■ Directive: Rewrite the listing with every "Target class" changed to "Object label" and everything else kept the same. Omit the pictures from your answer.

■ Records supplied:
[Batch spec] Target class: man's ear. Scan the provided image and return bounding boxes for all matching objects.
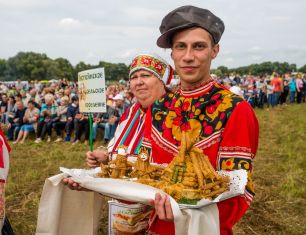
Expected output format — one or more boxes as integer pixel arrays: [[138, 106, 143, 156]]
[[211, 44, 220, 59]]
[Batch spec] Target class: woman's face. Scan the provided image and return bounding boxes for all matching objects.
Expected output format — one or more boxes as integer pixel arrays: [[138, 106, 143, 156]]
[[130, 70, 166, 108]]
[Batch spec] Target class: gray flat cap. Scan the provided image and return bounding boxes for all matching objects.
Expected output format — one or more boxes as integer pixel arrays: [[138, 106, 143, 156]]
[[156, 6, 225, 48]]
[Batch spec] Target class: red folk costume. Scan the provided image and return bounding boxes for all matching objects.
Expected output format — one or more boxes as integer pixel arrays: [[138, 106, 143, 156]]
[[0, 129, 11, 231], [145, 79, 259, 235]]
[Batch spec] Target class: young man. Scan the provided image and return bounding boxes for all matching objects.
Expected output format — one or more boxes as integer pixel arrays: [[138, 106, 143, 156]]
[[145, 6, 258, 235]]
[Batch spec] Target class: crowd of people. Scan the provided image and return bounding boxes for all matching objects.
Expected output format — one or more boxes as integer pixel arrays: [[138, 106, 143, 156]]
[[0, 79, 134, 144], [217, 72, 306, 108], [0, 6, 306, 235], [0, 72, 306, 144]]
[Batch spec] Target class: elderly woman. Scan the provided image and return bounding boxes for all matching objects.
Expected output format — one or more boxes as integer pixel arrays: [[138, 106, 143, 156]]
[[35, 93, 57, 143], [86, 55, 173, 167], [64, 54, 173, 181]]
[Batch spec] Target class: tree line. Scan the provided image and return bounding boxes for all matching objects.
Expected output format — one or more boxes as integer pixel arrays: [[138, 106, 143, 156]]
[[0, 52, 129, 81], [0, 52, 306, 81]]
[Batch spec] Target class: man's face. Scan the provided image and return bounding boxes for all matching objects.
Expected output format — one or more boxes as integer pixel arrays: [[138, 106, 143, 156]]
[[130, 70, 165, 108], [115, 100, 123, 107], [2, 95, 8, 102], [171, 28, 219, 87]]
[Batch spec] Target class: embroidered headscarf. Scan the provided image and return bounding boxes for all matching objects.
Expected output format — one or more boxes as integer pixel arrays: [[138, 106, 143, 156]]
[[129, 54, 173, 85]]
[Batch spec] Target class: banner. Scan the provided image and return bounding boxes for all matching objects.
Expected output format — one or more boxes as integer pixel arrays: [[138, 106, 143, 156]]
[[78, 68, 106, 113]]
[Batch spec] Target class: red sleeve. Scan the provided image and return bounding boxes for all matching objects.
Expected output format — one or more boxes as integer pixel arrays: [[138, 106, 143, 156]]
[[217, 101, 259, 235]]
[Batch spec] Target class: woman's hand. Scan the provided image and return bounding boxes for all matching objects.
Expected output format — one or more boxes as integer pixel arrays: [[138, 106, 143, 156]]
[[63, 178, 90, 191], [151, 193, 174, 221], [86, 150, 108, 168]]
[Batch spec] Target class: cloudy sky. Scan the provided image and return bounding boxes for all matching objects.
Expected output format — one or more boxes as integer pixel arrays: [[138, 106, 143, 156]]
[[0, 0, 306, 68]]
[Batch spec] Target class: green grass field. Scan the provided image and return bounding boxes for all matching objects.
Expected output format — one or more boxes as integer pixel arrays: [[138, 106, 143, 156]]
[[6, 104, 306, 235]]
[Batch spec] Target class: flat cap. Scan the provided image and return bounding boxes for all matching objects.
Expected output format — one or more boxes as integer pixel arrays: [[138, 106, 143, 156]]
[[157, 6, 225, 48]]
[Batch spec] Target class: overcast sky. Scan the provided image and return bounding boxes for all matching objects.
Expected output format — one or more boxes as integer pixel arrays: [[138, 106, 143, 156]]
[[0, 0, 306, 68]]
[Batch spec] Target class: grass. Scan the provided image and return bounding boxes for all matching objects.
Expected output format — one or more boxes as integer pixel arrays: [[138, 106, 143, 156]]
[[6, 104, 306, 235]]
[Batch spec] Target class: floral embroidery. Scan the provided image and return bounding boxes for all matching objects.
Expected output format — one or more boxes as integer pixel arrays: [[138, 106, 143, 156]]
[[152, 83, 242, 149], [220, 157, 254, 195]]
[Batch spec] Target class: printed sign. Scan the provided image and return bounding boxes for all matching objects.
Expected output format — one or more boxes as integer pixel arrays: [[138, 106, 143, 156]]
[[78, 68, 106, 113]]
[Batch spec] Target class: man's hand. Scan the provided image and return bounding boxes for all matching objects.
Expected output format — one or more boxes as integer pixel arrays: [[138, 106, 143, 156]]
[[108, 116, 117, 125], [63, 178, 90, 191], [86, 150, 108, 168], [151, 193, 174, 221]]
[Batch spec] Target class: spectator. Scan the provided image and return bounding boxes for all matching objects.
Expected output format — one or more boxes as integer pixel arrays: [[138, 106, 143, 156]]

■ Answer:
[Batch spec] Object label: man's ear. Scan the provided image and return bounding boxes for all matching objects.
Expected output format — one or more boxes as integer pixel arrays: [[138, 106, 143, 156]]
[[211, 44, 220, 59]]
[Batch spec] Object label: woman's face. Scan the provided image and return bounding boxes for all matching objects.
Expected output format — one or more boxes as integer pixel arrays: [[138, 106, 143, 156]]
[[130, 70, 166, 108]]
[Batch spec] Object label: gray flat cap. Scan the provided image and return bounding boxes for all matching objects.
Expected output format — one or more boxes as integer pixel arrays: [[138, 106, 143, 156]]
[[156, 6, 225, 48]]
[Batch spec] Object label: red folk costume. Scan the provided image and return bounding boxes for all matching objects.
Expected output format — one or more boxes as integer pixel arrays: [[138, 106, 143, 156]]
[[0, 129, 11, 231], [145, 79, 259, 235]]
[Batch spec] Object label: young man. Scan the provided image and return bounding boxes for all matching objects.
Expected output format — one or more boxes as integer pixel arrays: [[138, 106, 143, 156]]
[[145, 6, 258, 235]]
[Batch spec] Object label: crowd of people. Scan the provided image and return bounding boxes for all matching objects.
Expected output format — one or more boxes as integer pixel arrays: [[138, 106, 143, 156]]
[[0, 79, 134, 144], [217, 72, 306, 108], [0, 6, 306, 235], [0, 72, 306, 144]]
[Batch spec] Object label: elderly woman. Scan the provided image and return bounding boxes for all matching objects.
Expected output format — one or more boxes as integer pixel arrays: [[138, 106, 143, 156]]
[[35, 93, 57, 143], [86, 55, 173, 167], [64, 54, 173, 181]]
[Batch spec] Object label: tree line. Scan the provided image and return bounding boxes for all matching objects.
Expected output format — one or more boxes as integer pixel arrays: [[138, 106, 143, 156]]
[[0, 52, 129, 81], [0, 52, 306, 81]]
[Batch spec] Object label: man's face. Scan the provided image and return bounding boxes for all matching objects.
Expected output format — one or more boxes as integer pixel arrays: [[138, 106, 143, 156]]
[[130, 70, 165, 108], [115, 100, 123, 107], [2, 95, 8, 102], [171, 28, 219, 87]]
[Batch spec] Object label: embroidered headscarf. Scan the provided image and return bounding boxes for all matching objects.
Expected output format — one or more boxes as integer pixel arrays: [[138, 106, 143, 156]]
[[129, 54, 173, 85]]
[Batch spec] Object label: banner. Scan the provided image and return bounding boxes for all matching objects.
Expected output format — one or more boxes as integer pixel arrays: [[138, 106, 143, 156]]
[[78, 68, 106, 113]]
[Batch spec] Object label: red sleeve. Scan the provided image and return bounding boxes for all matching objects.
Expected output format — one or more boxes as integer pixel arrays: [[138, 106, 143, 156]]
[[217, 101, 259, 235]]
[Batch spec] Object label: woman's hand. Scan the provided image and return bounding boxes for all matching objects.
Expected output format — one or more boxes as integer pixel arrays: [[138, 106, 143, 156]]
[[63, 178, 90, 191], [151, 193, 174, 221], [86, 150, 108, 168]]
[Batch spec] Object label: cloudy sky. Scan the provided image and return bounding boxes for all matching objects.
Expected output format — one or more boxes as integer pixel arrays: [[138, 106, 143, 156]]
[[0, 0, 306, 68]]
[Batch spec] Object label: green grass field. Scan the provided image and return bounding boxes for all matching objects.
Expected output format — one or more boxes as integer pixel arrays: [[138, 106, 143, 156]]
[[6, 104, 306, 235]]
[Batch spec] Object label: flat cap. Scan the provided image and return bounding boxes for all matching objects.
Expected output format — one or more boxes as integer pixel arrays: [[138, 106, 143, 156]]
[[157, 6, 225, 48]]
[Batch spec] Object label: overcast sky. Scan the provided image and return bounding boxes for all matching objects.
Expected output format — one or more boxes as integer pixel arrays: [[138, 106, 143, 156]]
[[0, 0, 306, 68]]
[Batch spec] Object label: grass. Scan the provided image and return bounding boxes for all matching objects.
Expected output format — one or more boxes as integer pixel arrays: [[138, 106, 143, 156]]
[[6, 104, 306, 235]]
[Batch spec] Object label: floral embroidery. Scan the provided image and return bounding boxes for all matching objects.
Expected output format — one or more boxes as integer pixel arrays: [[138, 106, 143, 156]]
[[152, 83, 242, 149], [220, 157, 254, 195]]
[Batch spec] Object label: printed sign. Scan the provided image and return bounding boxes for all matching objects.
Expected output format — one or more boxes as integer pixel arrays: [[138, 106, 143, 156]]
[[78, 68, 106, 113]]
[Batch spec] Object label: man's hand. Scan the provided image and return bounding boxes for all matching objects.
Expected output format — one or more boxes as integer pixel arrays: [[138, 106, 143, 156]]
[[108, 116, 117, 125], [63, 178, 90, 191], [86, 150, 108, 168], [151, 193, 174, 221]]
[Batch spec] Object label: spectator. Scan the provided image and return bounding boxes for all matching objects.
Expected output format — one or more boxes as integer pixel arrays: [[138, 106, 143, 156]]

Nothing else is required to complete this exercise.